JOB A -> Translate this sentence from the cloud computing passage into Spanish: "When asked for comment, a Google spokesperson pointed out other ways that Google helps customers manage multiple clouds."
JOB B -> Pick out each line in the rows that contains the word "embroidery", and copy every such line.
-- start of QUOTED TEXT --
Google certainly isn’t cozying up to AWS. It’s cloud chief Diane Greene this week put AWS in her crosshairs, predicting Google will top AWS within five years.

When asked for comment, a Google spokesperson pointed out other ways that Google helps customers manage multiple clouds. It has a product named StackDriver that allows customers to monitor and log their use of not just Google’s cloud but AWS too, for example.

AWS has somewhat of a different story when it comes to hybrid and multi-clouds. For the first few years of the company’s re:Invent conference, it spoke about how in the fullness of time most workloads would end up in the public cloud. In recent years, however, it has introduced tools that allow customers to connect their on-premises data centers or co-location facilities to the AWS public cloud. Products like Direct Connect, Amazon Virtual Private Cloud and the company’s AWS Storage Gateway all are examples. It also recently announced a partnership with VMware that will allow workloads running in that software to run in AWS’s cloud more easily.
-- end of QUOTED TEXT --
-- start of LISTED RECORDS --
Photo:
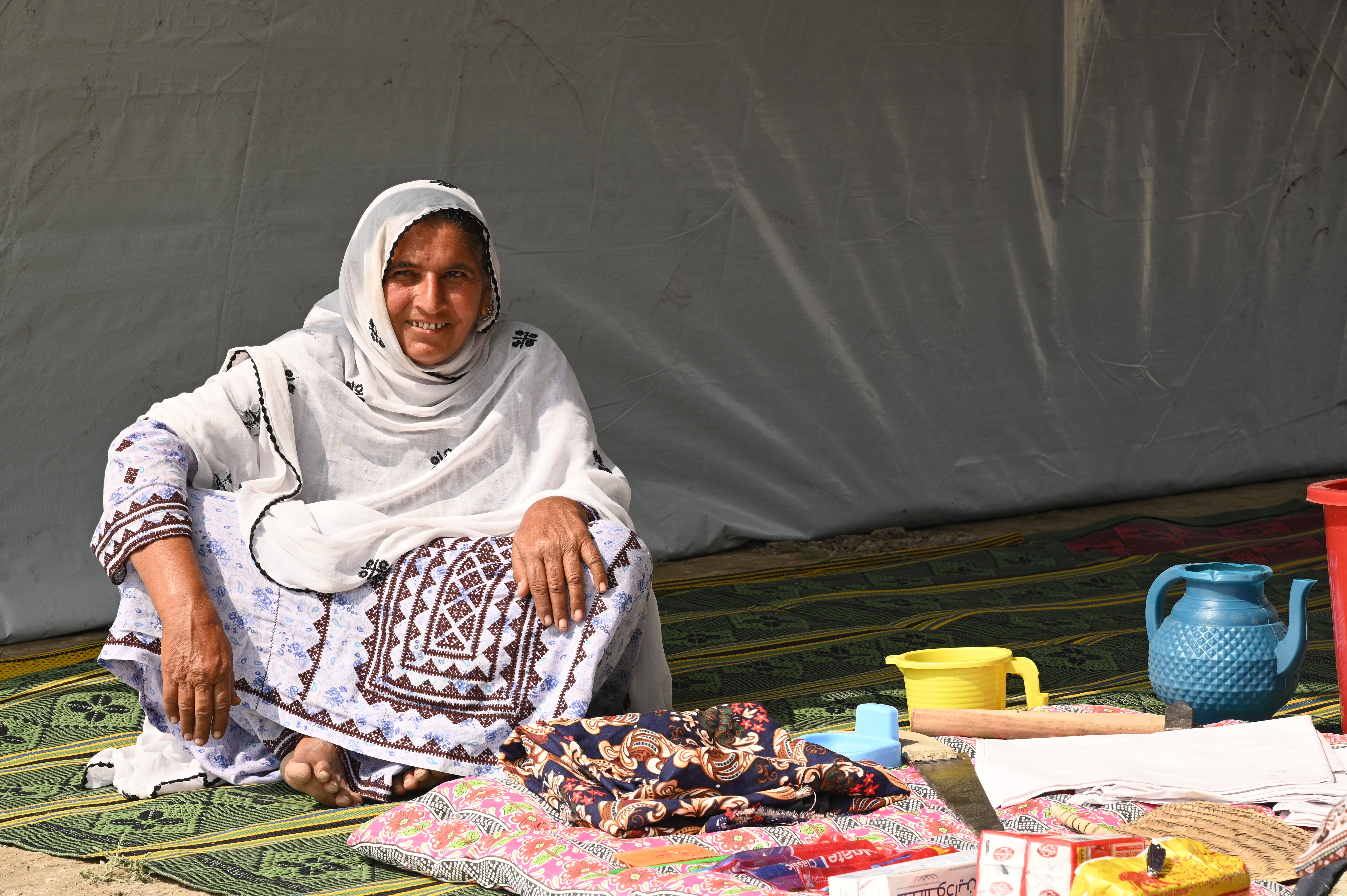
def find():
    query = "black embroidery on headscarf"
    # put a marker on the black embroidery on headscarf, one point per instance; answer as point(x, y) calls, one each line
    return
point(300, 486)
point(374, 572)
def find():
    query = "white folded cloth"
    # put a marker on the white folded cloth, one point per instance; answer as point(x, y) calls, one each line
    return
point(1283, 760)
point(154, 766)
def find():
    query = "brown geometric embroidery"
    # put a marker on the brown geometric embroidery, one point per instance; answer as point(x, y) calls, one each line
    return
point(442, 623)
point(120, 536)
point(131, 639)
point(441, 618)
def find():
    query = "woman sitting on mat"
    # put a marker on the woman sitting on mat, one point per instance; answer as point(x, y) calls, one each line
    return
point(360, 556)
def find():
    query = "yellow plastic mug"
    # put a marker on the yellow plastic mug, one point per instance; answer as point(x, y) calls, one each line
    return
point(965, 677)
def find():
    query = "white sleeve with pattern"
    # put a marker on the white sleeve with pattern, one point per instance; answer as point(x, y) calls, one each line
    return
point(145, 494)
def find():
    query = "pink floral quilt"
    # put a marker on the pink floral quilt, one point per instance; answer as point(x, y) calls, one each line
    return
point(494, 832)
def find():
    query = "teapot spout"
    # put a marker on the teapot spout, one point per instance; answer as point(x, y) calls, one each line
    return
point(1292, 647)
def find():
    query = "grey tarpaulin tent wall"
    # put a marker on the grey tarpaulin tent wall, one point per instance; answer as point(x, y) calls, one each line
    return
point(821, 267)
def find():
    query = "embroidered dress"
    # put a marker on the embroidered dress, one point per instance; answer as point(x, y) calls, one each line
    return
point(644, 774)
point(430, 666)
point(352, 514)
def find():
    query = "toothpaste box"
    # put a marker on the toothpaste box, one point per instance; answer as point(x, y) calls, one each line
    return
point(1053, 859)
point(1043, 864)
point(1001, 860)
point(949, 875)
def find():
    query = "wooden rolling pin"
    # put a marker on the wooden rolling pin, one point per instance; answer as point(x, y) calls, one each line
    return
point(1009, 724)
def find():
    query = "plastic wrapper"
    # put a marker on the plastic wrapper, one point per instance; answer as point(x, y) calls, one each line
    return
point(814, 872)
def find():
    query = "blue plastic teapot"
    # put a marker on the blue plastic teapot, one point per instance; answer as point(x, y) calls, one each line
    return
point(1224, 650)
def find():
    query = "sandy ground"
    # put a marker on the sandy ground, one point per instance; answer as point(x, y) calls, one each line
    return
point(36, 875)
point(23, 874)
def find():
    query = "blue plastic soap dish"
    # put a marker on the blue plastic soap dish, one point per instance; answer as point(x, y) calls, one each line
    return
point(875, 739)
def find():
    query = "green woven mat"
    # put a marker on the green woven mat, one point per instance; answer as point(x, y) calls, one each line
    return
point(807, 642)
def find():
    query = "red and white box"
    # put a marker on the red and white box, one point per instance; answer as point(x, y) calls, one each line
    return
point(1043, 864)
point(1001, 860)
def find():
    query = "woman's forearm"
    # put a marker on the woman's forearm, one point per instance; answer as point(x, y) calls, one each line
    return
point(197, 661)
point(172, 577)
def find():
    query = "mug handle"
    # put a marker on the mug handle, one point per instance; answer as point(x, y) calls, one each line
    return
point(1024, 668)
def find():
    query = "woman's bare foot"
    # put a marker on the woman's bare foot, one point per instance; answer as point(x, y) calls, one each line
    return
point(418, 779)
point(314, 769)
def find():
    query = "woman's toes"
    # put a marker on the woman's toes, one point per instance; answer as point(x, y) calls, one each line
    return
point(298, 775)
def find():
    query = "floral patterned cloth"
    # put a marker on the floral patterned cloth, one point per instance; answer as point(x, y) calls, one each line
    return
point(498, 833)
point(432, 665)
point(678, 773)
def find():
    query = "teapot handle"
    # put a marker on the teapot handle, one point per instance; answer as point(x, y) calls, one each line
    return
point(1156, 599)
-- end of LISTED RECORDS --
WRITTEN ANSWER A -> Cuando se le pidió un comentario, un portavoz de Google señaló otras formas en que Google ayuda a los clientes a gestionar múltiples nubes.

WRITTEN ANSWER B ->
    query = "black embroidery on headscarf"
    # put a marker on the black embroidery on headscarf, one point per instance; answer as point(x, y) calls, one each line
    query = "brown geometric embroidery"
    # put a marker on the brown geometric embroidery, one point per instance; answer as point(x, y) calls, one each line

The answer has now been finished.